Give the data again word for word; drop the pictures.

[Extracted records]

━━━━━━━━━━━━━━━━

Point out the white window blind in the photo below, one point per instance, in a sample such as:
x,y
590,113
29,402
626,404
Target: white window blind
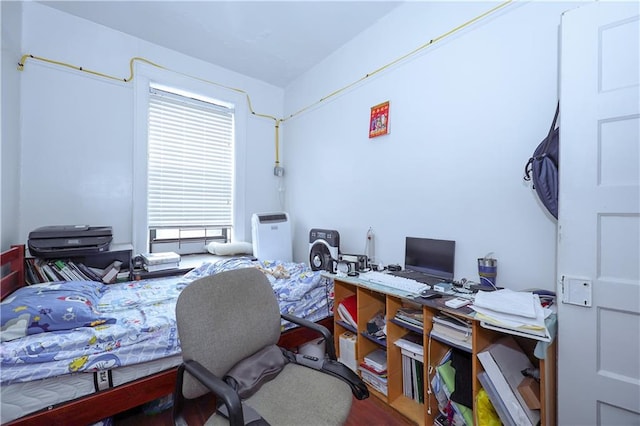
x,y
190,162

━━━━━━━━━━━━━━━━

[Final answer]
Point out the white window blind in the photo below, one point per instance, in a sample such as:
x,y
590,113
29,402
626,404
Target: white window blind
x,y
190,162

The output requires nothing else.